__SÉRIE DE CONSIGNES__
1. Mettez à jour le passage de l'entretien sur l'emploi des travailleurs handicapés allant de "Bernard Salengro : Oui, du" à "de ce bienfondé.", en remplaçant "repoussoir" par "frein".
2. Dans l'entretien sur l'emploi des travailleurs handicapés, pourquoi Bernard Salengro doute-t-il du bien-fondé du conseil de signaler la reconnaissance dans les CV ? Répondez en une à trois phrases.
3. Reprenez l'entretien sur l'emploi des travailleurs handicapés et poursuivez-le après sa dernière phrase.

__EXTRAIT FOURNI__
+ + + + + + +

Handicap.fr : On entend dire qu'en matière d'emploi des travailleurs handicapés, tout va mieux depuis la loi handicap de 2005...
Bernard Salengro : Oui, du côté des initiés parisiens et du village de gens bien informés. C'est du discours convenu et pas du vécu. Car, dans la « vraie vie », on est bien loin de ce constat. Il y a de la souffrance, c'est dur. Il ne faut pas se leurrer, le dossier de reconnaissance de la qualité de travailleur handicapé (RQTH), c'est compliqué. Et une fois qu'on a le papier en poche, c'est souvent un repoussoir à l'embauche. Alors, lorsque les officiels et les associations conseillent de signaler la reconnaissance dans les CV, je doute vraiment de ce bienfondé.
H.fr : Pourquoi, êtes-vous aussi catégorique ?
BS : Car lorsque j'enfile la casquette de médecin du travail, j'entends, de la part des employeurs, un tout autre discours. La plupart disent « On n'a pas envie de s'embêter avec cette question ! ». Il faut quand même savoir que la majorité des managers, et surtout de PME, ne veulent pas entendre parler de travailleur handicapé. Ils ont une vision « myopique » de leur entreprise, et leur survie n'est souvent assurée qu'à quelques mois. Alors, leur priorité, c'est de sauver leur boîte. Il n'y a donc rien de spontané dans le fait d'embaucher un travailleur handicapé. Je le répète, la vraie vie, ce n'est pas comme dans les belles brochures sur papier glacé.

+ + + + + + +

__DONNÉES BRUTES__
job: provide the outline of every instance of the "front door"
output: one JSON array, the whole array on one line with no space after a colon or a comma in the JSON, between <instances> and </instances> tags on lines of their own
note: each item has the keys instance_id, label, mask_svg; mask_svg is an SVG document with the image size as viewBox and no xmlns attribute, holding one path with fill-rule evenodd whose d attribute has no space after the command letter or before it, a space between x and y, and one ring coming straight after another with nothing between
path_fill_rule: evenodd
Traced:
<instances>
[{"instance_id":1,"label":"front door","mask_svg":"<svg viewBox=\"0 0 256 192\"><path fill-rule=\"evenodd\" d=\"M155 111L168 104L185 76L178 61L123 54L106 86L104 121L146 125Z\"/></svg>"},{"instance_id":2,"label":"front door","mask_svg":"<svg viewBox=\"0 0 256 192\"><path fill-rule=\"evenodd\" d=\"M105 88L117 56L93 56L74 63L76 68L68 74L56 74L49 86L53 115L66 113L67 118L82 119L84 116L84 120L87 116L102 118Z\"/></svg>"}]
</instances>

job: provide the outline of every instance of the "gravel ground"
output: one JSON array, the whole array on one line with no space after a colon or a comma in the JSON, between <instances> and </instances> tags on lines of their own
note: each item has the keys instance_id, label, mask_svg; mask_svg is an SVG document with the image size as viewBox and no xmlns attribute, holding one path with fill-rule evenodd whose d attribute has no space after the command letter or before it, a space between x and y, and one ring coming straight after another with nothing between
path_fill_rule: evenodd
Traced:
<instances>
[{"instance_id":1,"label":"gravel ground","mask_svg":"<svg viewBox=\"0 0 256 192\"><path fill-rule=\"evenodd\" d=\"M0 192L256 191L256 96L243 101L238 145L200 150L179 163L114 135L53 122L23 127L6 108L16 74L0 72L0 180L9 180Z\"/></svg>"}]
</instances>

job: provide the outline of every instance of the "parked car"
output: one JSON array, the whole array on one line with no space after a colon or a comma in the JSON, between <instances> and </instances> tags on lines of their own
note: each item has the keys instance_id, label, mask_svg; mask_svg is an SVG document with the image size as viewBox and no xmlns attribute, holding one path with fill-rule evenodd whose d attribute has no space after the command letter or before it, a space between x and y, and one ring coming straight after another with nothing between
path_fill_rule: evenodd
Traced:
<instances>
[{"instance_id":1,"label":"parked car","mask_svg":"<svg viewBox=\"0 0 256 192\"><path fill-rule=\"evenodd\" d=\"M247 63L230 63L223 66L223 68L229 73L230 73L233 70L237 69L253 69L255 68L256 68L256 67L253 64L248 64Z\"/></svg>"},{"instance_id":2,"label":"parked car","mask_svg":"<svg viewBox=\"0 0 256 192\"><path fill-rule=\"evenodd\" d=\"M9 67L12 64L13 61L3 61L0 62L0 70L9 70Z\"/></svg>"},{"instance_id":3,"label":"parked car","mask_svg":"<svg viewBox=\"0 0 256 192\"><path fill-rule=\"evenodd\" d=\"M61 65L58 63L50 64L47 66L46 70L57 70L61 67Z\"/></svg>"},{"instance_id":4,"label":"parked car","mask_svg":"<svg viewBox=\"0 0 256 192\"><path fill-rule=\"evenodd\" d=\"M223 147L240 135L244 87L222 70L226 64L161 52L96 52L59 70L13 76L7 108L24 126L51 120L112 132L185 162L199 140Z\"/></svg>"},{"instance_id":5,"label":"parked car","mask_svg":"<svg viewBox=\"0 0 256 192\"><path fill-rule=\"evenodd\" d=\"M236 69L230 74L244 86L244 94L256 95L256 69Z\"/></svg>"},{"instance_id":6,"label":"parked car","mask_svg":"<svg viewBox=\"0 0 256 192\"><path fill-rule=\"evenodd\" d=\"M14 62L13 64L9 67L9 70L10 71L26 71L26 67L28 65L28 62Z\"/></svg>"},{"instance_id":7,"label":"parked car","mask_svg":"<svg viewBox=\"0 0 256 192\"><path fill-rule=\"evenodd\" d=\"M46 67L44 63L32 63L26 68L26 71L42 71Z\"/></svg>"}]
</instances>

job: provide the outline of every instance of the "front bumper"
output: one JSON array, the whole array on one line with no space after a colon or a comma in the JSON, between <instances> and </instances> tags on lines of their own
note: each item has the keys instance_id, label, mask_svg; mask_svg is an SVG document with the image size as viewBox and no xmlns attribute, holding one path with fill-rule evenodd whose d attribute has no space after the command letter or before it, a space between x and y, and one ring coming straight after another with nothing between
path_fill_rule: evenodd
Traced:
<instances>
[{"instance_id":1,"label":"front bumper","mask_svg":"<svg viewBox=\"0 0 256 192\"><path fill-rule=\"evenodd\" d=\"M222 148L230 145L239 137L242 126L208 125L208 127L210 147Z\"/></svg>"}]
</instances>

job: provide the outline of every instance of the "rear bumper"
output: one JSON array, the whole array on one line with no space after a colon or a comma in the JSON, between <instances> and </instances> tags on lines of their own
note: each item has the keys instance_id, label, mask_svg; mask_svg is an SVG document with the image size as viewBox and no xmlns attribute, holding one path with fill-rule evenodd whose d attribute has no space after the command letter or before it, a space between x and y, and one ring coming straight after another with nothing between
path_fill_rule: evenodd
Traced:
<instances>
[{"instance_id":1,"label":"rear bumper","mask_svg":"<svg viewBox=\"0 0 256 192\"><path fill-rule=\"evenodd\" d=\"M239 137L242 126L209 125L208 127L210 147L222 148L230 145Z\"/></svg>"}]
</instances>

+ + + + + + +

__RÉPONSES À L'EXERCICE__
1.
Bernard Salengro : Oui, du côté des initiés parisiens et du village de gens bien informés. C'est du discours convenu et pas du vécu. Car, dans la « vraie vie », on est bien loin de ce constat. Il y a de la souffrance, c'est dur. Il ne faut pas se leurrer, le dossier de reconnaissance de la qualité de travailleur handicapé (RQTH), c'est compliqué. Et une fois qu'on a le papier en poche, c'est souvent un frein à l'embauche. Alors, lorsque les officiels et les associations conseillent de signaler la reconnaissance dans les CV, je doute vraiment de ce bienfondé.

2. Il en doute parce que, selon lui, une fois qu'on a obtenu le papier de reconnaissance de la qualité de travailleur handicapé, celui-ci est souvent un repoussoir à l'embauche.

3.
H.fr : Et du côté des dirigeants d'entreprises ?
BS : Leur formation sur cette question n'est pas suffisante. Or c'est le sésame. C'est d'ailleurs pour cette raison que notre fédération (qui représente les cadres) mène des actions de sensibilisation dans les écoles de commerce.
H.fr : On dit souvent que les travailleurs handicapés manquent de formation mais on peut apparemment en dire autant des managers !
BS : Evidemment. Il faut agir avant 25 ans, lorsqu'ils sont étudiants et qu'ils ont encore le cerveau souple. Leur faire comprendre que diriger une entreprise c'est avoir un minimum de connaissances de l'environnement juridique (par exemple les lois handicap) mais aussi respecter le fonctionnement humain.
H.fr : Nos futurs dirigeants ne sont donc pas préparés à gérer l'humain ?
BS : Bien sûr que non ! Dans leurs écoles, on y façonne l'individualisme. On leur apprend la compétition, une vraie lutte à mort.
H.fr : Mais, en tant que responsable syndical d'une fédération de cadres, et donc de managers, quel constat faites-vous ?
BS : Que le sujet est encore méconnu sans pour autant être tabou. Selon la loi, la question du handicap doit être abordée dans toutes les NAO (Négociations annuelles obligatoires) mais, dans les faits, elle l'est rarement. Or elle apparait comme transversale dans tous les sujets de négociations : la formation, le maintien dans l'emploi, l'évolution de carrière... De toute façon, en France, contrairement à l'Allemagne, les syndicats peuvent bien siffler dans la clarinette, ça ne change rien. On est loin de la cogestion à l'allemande. Les législateurs multiplient les textes mais ils ne sont pas appliqués.
H.fr : Alors comment convaincre la sphère de l'entreprise que l'embauche d'un travailleur handicapé peut apporter un bénéfice ?
BS : Lorsqu'on met en place une action pour un seul individu, elle bénéficie à l'ensemble des salariés. Ce peut être une rampe d'accès comme un management plus souple. Nos manageurs doivent prendre conscience qu'avec une bonne gestion humaine, on gagne 30 % de productivité !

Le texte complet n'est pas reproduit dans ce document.